▶ **EXCERPT PROVIDED**
##############################

Monday, Mar. 13, 1939
Big Game
Six weeks ago a report reached the U. S. about an atomic explosion which took place in a Berlin laboratory--the most violent atomic explosion ever accomplished by human agency (TIME, Feb. 6). This news, known then only to a few insiders, streaked over the physical world like a meteor. By last week a half-dozen leading science journals were popping with reports confirming, extending or interpreting the original phenomenon.
Dr. Otto Hahn, 60, of Germany's Kaiser Wilhelm Institute, and his coworker, F. Strassmann, had bombarded uranium with neutrons. In the products of bombardment they found something which seemed to be atoms of barium. This barium was the clue to something terrific. For the huge uranium atom, heaviest of the 92 standard elements, weighs 238 units.* The barium atom weighs 137 units. Since the barium could have originated only as a fragment of the big uranium atom, it was logical to suppose that the latter had cracked asunder, in two nearly equal parts. The release of atomic energy was 200,000,000 electron-volts. Heavy atoms had been "chipped" before --that is, forced to throw off small particles like neutrons--but this was the first time they had been cracked in two.
This discovery has already brought into play new words, familiar in other fields of science but not so in atomic physics. The splitting of the uranium nucleus is described as a "fission," which, in biology, means division of an organism into two or more parts. The big nucleus has been compared to a "droplet." When a neutron of the right energy strikes it, the new energy is shared by all the components of the nucleus so that the "surface tension" fails to hold it together. Therefore it splits.

##############################

▶ **Dataset entries**
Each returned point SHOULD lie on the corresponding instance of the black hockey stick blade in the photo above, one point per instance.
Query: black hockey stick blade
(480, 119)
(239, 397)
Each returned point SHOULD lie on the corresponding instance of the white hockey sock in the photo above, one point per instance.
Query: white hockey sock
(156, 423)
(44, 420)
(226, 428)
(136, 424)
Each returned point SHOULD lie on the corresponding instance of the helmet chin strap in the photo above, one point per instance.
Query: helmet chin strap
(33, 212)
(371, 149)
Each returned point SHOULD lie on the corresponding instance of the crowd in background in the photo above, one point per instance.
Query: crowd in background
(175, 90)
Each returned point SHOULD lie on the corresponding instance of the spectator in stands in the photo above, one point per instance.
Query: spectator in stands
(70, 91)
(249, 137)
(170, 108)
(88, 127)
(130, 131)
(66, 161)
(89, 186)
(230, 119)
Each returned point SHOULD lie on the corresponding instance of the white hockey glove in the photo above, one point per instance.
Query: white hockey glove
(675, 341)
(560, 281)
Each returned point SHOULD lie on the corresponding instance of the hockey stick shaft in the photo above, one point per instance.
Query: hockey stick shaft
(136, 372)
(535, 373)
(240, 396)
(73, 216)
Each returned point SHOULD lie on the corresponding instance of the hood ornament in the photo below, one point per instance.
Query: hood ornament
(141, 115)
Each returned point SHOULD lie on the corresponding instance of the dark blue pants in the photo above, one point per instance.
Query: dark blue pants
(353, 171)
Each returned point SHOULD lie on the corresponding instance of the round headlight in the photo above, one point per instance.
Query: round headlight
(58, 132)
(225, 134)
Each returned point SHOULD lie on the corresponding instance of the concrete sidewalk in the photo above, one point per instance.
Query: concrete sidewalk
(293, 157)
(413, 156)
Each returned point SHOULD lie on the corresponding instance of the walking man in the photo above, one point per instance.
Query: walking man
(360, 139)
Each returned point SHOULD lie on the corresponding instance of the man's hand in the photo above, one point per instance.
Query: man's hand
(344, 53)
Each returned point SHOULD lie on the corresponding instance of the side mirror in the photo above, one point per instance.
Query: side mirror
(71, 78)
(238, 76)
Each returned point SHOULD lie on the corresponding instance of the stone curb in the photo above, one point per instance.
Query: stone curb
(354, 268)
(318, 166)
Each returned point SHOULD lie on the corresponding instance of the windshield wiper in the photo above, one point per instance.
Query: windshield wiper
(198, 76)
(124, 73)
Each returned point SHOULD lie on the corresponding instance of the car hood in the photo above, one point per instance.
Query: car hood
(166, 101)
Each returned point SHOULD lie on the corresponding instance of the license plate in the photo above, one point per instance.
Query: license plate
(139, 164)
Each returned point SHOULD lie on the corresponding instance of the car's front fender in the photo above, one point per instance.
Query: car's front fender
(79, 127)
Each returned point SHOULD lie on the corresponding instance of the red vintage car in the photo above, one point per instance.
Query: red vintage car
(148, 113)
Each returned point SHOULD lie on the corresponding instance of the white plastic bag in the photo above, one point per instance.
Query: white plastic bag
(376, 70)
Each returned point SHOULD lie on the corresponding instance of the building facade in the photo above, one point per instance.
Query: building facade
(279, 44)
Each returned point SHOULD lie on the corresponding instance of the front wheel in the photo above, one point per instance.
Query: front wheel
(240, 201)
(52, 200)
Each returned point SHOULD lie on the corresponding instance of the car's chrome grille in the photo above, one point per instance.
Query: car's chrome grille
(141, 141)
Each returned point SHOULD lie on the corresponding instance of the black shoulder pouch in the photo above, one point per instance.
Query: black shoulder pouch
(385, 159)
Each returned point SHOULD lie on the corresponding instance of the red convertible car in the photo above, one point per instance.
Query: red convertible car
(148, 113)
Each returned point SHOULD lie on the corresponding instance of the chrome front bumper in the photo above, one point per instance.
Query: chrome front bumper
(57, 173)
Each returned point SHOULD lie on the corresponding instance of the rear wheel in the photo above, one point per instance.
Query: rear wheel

##############################

▶ **TASK A**
In the article, how much atomic energy was released when the uranium atom cracked in two?
▶ **TASK B**
Reproduce the portion of the article between "Monday, Mar. 13, 1939" and "the original phenomenon.", inclusive.

▶ **PROBLEM SOLUTION A**
200,000,000 electron-volts.

▶ **PROBLEM SOLUTION B**
Monday, Mar. 13, 1939
Big Game
Six weeks ago a report reached the U. S. about an atomic explosion which took place in a Berlin laboratory--the most violent atomic explosion ever accomplished by human agency (TIME, Feb. 6). This news, known then only to a few insiders, streaked over the physical world like a meteor. By last week a half-dozen leading science journals were popping with reports confirming, extending or interpreting the original phenomenon.